NFL Draft 2023 Scouting Report: RB Bijan Robinson, Texas

*Our RB grades can and will change as more information comes in from Pro Day workouts, leaked Wonderlic test results, etc. We will update ratings as new info becomes available.

*We use the term "Power RB" to separate physically bigger, more between-the-tackles–capable RBs from our "Speed RBs" group. "Speed RBs" are physically smaller, but much faster/quicker, and less likely to flourish between the tackles.

 

I don't get it.

I've watched Robinson's tape three different sessions/times now…and I still don't see what everyone else is seeing.

Robinson is the #1 rated RB in the class, universally…I can't find a dissenter on that. But even more shocking, to me, is seeing Robinson in some mock drafts as a top 10 overall pick. With that kind of love/hype, I expected to turn on the tape and see 'it' right away…it should be obvious. Only, every time I watch him…I wonder, 'Do I have the right tape…is this the right Robinson?'

I'm not saying he's a bust prospect…but he cannot be the best RB in this class. I'm not even sure he's the best NFL-style runner/RB prospect on his own team…for 2023, in this very draft – on tape, his stablemate Roschon Johnson looks like I expect Robinson to look.

Now, some/all football analysts and pro scouts in my industry will clutch their pearls at this less-than-fawning Bijan scouting 'take'. How dare you claim this…! You must be stupid…You must be trying to get a rise out of people…You must be some stat nerd contrarian.

(PROVIDED DATA):

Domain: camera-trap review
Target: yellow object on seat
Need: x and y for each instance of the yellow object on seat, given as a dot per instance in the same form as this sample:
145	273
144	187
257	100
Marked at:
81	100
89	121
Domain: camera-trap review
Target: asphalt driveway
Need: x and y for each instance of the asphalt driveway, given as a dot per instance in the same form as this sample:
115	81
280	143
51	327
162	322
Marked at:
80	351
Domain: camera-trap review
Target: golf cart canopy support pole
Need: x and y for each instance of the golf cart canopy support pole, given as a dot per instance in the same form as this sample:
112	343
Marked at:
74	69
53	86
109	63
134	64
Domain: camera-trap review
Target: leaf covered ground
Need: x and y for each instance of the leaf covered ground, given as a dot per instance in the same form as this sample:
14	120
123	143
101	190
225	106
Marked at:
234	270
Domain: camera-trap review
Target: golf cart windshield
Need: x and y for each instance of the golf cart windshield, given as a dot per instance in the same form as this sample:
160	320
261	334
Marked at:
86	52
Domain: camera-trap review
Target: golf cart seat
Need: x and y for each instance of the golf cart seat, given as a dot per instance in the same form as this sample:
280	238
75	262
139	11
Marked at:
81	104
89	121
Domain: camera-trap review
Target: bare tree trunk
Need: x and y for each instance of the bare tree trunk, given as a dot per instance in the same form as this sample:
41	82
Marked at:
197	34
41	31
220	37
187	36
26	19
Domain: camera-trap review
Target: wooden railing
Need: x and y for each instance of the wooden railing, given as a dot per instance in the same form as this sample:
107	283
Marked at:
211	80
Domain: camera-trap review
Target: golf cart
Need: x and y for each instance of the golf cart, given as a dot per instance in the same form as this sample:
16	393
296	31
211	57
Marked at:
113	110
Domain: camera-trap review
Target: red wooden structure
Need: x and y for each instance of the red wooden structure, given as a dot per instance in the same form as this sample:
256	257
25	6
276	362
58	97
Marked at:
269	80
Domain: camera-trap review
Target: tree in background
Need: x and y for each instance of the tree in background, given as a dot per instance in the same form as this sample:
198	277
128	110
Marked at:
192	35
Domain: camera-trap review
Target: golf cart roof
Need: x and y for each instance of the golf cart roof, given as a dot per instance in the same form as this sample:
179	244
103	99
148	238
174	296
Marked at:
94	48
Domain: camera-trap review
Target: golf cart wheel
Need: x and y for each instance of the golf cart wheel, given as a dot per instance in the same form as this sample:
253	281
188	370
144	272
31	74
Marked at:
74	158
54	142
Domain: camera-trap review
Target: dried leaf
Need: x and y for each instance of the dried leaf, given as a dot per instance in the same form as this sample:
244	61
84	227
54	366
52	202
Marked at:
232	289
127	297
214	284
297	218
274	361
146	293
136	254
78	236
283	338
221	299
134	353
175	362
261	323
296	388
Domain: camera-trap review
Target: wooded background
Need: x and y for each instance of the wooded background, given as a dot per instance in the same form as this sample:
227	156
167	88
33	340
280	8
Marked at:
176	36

(GIVEN PROBLEM 1):
From the scouting report on Bijan Robinson, list every sentence that begins with the words "You must be".
(GIVEN PROBLEM 2):
Continue the scouting report on Bijan Robinson from its final sentence onward.

(EXERCISE ANSWER 1):
You must be stupid
You must be trying to get a rise out of people
You must be some stat nerd contrarian

(EXERCISE ANSWER 2):
I could rattle off my scouting credentials on running backs, but frankly, they're so good it makes me sound like a braggart. It's not about that. But just to compare mine to the mainstream consensus, let me use the past three drafts as an example…

In 2021, you fine folks in the football analyst world told us Najee Harris was an unquestionably elite NFL RB prospect. Have you watched the NFL the past two seasons? Have seen any Steelers games?

In 2020, your gem/top RB taken was Clyde Edwards-Helaire. That aged well.

For 2022, it's too soon to tell whether the mainstream/NFL's call of Breece Hall as the top of the RB class was correct. But my claims that Isiah Pacheco and Tyler Allgeier were on par with Hall…not too shabby a resume enhancer for me, eh?

So, for me to claim the unquestioned Bijan Robinson is not the top, or maybe even a 'great' RB prospect -- it's not out of bounds. My wife, who doesn't watch football, could look at the top pick RB track record of the mainstream and see that you should take 'the field' and you'd end up right more often than by backing the media 100% lockstep top RB prospect pick in any given year. So I have every right…and background to make such a claim against Bijan.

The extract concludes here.